WORK TO BE COMPLETED »
Which lines of the data below contain the word "trunk", with case counting? Report each of those lines in full.

DATA PROVIDED »
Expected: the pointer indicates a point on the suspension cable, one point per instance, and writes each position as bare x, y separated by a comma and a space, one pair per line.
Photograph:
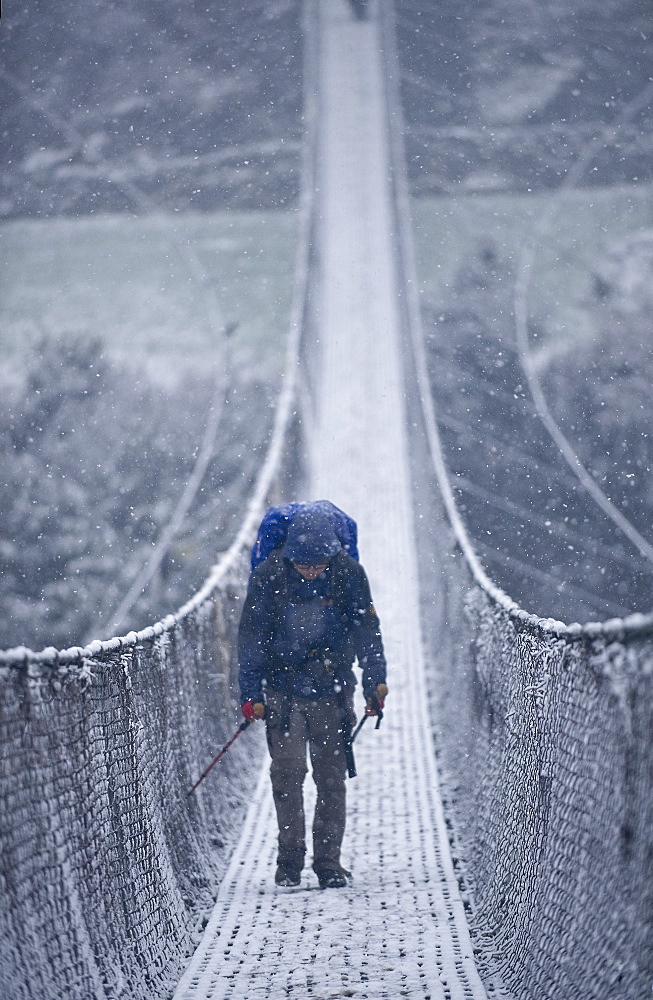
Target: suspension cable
522, 283
617, 627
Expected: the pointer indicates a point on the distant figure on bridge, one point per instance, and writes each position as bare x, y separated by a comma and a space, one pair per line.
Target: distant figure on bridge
360, 9
307, 615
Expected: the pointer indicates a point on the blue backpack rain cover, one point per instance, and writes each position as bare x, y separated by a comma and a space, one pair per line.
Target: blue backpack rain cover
274, 528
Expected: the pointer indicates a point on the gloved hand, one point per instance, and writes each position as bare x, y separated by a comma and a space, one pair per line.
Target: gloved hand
253, 710
377, 701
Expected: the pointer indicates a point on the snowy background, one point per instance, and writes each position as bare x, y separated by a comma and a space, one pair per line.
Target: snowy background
152, 152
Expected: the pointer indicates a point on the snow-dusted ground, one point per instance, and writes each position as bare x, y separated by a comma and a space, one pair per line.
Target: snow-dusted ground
399, 929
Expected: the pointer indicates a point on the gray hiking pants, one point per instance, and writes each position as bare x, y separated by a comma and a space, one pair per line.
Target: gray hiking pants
318, 725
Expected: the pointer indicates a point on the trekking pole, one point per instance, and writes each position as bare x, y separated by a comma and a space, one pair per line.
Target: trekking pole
241, 728
379, 717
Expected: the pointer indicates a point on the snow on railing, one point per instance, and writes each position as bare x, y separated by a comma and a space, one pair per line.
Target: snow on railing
109, 866
543, 730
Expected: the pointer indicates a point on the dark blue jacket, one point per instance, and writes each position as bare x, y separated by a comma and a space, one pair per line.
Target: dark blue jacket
304, 635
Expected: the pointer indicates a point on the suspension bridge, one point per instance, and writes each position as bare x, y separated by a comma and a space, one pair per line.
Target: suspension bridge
499, 829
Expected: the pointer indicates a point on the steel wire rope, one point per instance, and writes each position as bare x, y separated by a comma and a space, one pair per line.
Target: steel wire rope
615, 627
216, 324
522, 282
284, 412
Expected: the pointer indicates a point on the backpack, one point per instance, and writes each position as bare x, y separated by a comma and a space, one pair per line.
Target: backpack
273, 530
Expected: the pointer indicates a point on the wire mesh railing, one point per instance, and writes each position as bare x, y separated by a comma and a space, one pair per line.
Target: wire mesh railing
109, 867
543, 732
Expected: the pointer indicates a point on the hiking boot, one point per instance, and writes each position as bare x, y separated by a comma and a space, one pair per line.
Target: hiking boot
288, 876
333, 878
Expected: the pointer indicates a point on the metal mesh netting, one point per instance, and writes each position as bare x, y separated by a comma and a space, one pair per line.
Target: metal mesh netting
107, 862
548, 765
543, 733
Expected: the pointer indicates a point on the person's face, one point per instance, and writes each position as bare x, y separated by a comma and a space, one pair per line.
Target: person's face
310, 572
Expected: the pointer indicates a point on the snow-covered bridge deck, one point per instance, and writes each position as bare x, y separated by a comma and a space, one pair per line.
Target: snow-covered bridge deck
399, 929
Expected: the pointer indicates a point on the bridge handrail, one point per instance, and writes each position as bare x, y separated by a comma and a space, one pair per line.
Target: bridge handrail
23, 655
613, 628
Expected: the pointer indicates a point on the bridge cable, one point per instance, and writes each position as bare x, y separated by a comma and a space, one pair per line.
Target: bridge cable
522, 282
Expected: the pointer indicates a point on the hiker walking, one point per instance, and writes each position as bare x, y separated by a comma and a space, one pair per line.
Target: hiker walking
307, 616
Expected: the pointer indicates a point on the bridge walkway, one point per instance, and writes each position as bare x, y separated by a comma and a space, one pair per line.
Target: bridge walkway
399, 929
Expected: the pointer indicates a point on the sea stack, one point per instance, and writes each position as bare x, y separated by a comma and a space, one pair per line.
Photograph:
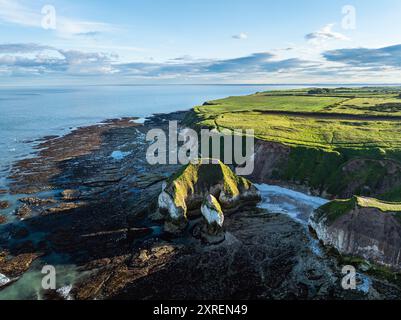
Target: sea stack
206, 188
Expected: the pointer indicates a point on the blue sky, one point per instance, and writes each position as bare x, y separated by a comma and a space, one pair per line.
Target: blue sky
220, 41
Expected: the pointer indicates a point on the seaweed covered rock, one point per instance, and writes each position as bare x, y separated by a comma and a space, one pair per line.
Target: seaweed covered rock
185, 193
362, 227
212, 228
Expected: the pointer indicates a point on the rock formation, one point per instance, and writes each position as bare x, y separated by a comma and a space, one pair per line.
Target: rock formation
207, 188
362, 227
212, 229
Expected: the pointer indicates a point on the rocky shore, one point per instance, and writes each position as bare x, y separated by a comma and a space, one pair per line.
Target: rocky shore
91, 197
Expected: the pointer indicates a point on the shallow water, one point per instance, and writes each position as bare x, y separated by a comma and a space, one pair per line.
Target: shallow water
29, 113
297, 205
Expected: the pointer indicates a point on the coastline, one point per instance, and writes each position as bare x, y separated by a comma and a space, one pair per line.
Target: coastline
90, 215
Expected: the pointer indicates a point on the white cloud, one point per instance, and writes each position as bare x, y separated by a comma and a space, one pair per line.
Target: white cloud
325, 34
14, 12
240, 36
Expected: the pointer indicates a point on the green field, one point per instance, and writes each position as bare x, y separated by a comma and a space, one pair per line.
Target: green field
325, 129
333, 122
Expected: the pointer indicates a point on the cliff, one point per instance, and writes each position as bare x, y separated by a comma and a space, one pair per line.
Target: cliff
362, 227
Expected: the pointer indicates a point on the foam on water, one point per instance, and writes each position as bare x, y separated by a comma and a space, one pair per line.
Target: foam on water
3, 280
297, 205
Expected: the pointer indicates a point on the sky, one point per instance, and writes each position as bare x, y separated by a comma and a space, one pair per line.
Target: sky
200, 41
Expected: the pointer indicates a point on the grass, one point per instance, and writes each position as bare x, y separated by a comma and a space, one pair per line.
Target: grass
337, 208
325, 129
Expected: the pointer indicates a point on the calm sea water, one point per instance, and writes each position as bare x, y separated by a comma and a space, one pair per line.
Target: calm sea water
27, 114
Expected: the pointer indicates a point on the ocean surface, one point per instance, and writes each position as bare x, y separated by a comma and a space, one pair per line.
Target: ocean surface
29, 113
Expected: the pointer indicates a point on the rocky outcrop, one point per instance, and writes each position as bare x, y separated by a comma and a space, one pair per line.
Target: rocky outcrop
362, 227
184, 194
212, 229
269, 157
4, 205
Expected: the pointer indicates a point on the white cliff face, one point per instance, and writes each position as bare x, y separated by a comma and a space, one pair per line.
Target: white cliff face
3, 280
211, 213
166, 202
227, 200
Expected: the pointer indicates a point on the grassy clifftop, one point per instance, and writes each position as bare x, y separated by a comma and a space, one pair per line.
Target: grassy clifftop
363, 119
326, 130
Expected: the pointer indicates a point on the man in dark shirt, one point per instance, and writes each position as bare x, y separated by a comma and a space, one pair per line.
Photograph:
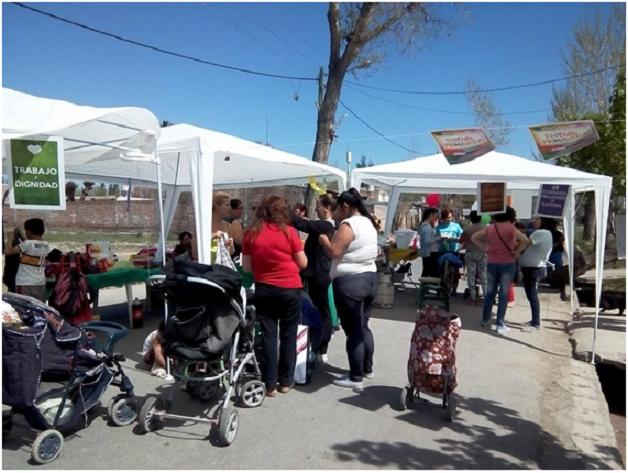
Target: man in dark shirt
316, 274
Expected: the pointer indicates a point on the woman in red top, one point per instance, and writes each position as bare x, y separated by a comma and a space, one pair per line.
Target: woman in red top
505, 244
273, 252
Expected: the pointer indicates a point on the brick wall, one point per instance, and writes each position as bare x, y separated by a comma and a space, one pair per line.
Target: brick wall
112, 215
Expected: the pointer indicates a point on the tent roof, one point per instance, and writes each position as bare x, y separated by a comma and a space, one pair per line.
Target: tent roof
434, 173
88, 132
237, 162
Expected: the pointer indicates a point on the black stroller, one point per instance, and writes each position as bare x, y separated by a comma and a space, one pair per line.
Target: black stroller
210, 337
39, 345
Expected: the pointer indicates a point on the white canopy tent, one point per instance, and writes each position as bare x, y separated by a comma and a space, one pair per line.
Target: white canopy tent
88, 132
433, 174
200, 160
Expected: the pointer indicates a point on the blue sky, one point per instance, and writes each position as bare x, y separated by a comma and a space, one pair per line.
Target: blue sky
497, 44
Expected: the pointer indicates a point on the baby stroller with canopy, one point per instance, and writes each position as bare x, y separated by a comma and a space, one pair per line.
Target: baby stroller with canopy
450, 264
40, 345
211, 327
432, 360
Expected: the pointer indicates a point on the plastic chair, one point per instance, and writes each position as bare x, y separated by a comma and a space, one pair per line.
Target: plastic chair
431, 289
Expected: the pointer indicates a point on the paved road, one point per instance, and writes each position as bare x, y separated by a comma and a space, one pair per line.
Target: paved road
524, 403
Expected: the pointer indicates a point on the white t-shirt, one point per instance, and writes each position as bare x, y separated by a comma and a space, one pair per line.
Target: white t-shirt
149, 342
32, 263
537, 254
360, 255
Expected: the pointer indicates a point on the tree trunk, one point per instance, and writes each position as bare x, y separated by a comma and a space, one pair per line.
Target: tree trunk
325, 129
588, 232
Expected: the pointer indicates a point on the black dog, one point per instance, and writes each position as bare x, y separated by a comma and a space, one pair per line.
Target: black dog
609, 300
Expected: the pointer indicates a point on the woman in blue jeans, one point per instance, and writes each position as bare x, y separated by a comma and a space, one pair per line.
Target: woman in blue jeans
503, 244
353, 250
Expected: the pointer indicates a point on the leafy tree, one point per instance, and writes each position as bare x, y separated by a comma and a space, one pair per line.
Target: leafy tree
363, 163
598, 44
359, 35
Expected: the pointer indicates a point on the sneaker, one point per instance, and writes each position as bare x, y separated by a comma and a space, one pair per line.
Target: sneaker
502, 329
531, 328
322, 357
159, 372
346, 382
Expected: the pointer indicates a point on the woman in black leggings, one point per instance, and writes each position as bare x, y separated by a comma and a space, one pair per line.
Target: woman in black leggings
353, 250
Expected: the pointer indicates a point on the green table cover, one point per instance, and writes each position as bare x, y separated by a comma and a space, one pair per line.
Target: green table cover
118, 277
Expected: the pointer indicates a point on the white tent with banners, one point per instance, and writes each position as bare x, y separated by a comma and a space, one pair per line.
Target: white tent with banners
118, 144
201, 161
433, 174
88, 132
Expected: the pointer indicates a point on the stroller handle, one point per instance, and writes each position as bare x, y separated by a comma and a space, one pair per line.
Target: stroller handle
158, 278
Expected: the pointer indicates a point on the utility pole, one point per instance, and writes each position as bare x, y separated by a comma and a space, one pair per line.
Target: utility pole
321, 88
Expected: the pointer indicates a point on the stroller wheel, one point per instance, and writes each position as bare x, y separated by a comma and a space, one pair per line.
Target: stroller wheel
7, 422
451, 408
405, 397
228, 426
206, 390
47, 446
191, 387
122, 410
252, 393
147, 419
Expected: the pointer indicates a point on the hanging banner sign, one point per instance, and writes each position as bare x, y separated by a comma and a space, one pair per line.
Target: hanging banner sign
37, 173
559, 139
491, 197
552, 200
620, 235
460, 146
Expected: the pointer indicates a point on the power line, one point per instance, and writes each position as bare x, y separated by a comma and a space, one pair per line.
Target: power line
272, 32
425, 109
495, 89
379, 133
161, 50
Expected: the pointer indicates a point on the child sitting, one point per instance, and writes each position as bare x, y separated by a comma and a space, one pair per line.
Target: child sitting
153, 351
30, 279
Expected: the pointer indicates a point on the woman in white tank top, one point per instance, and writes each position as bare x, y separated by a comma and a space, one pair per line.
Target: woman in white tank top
353, 250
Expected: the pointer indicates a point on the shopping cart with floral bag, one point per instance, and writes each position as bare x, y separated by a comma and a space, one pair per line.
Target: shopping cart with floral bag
432, 360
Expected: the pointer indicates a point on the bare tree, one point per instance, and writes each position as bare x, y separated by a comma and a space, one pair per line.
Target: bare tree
359, 34
486, 114
598, 44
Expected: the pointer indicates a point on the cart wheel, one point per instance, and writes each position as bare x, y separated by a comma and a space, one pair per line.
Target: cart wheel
405, 397
147, 418
7, 422
122, 410
191, 387
207, 390
451, 408
47, 446
252, 393
228, 426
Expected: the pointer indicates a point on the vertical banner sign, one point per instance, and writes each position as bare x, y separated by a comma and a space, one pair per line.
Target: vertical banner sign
559, 139
37, 174
620, 235
460, 146
552, 199
491, 197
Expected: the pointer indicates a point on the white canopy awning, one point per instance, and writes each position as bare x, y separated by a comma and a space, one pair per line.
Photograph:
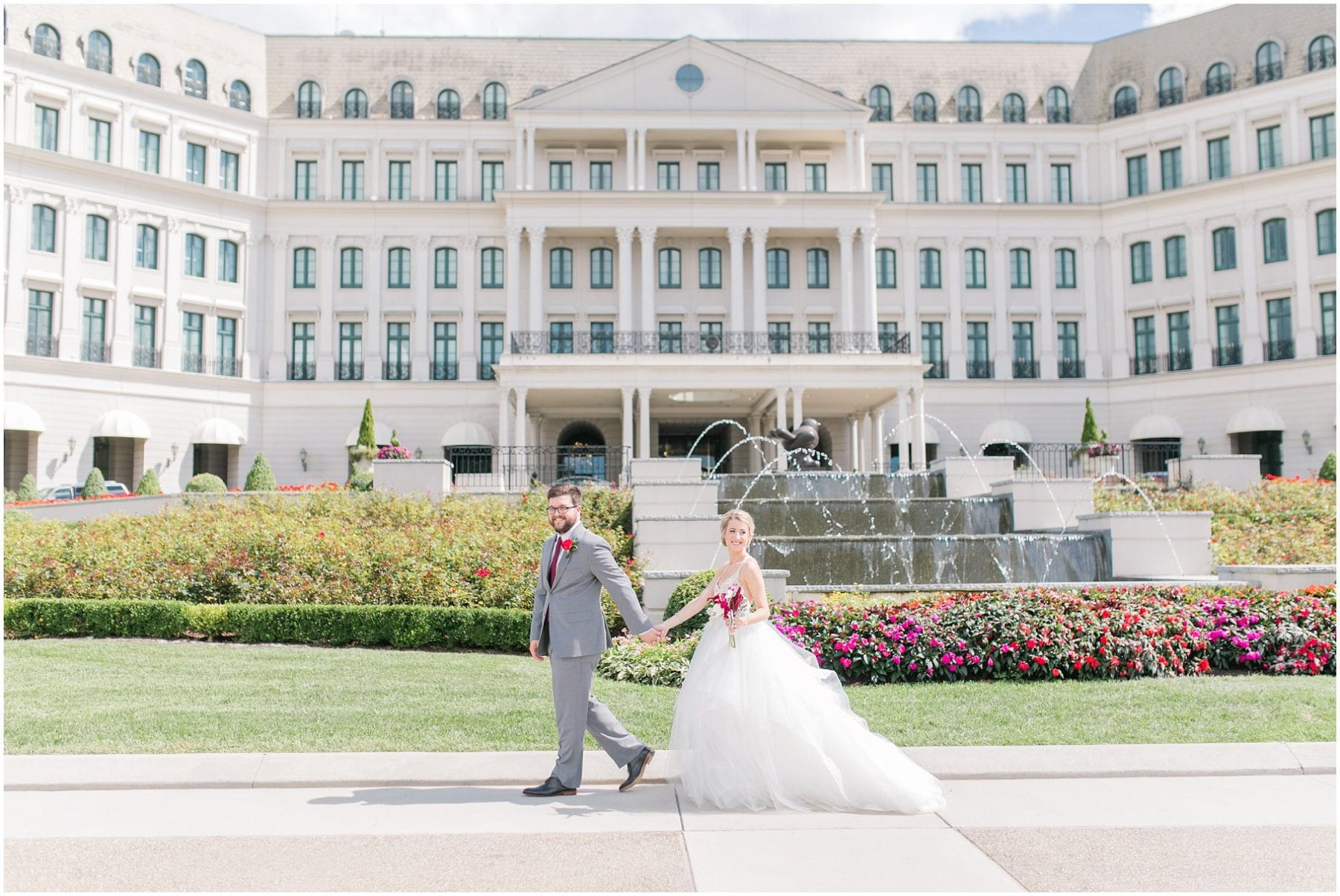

EXERCISE RESPONSE »
Expected: the pointer indicates a point on the tree trunk, one point per instance, and writes each position as bare x, y separated by a comma and a space, one pair per line.
Target: tree trunk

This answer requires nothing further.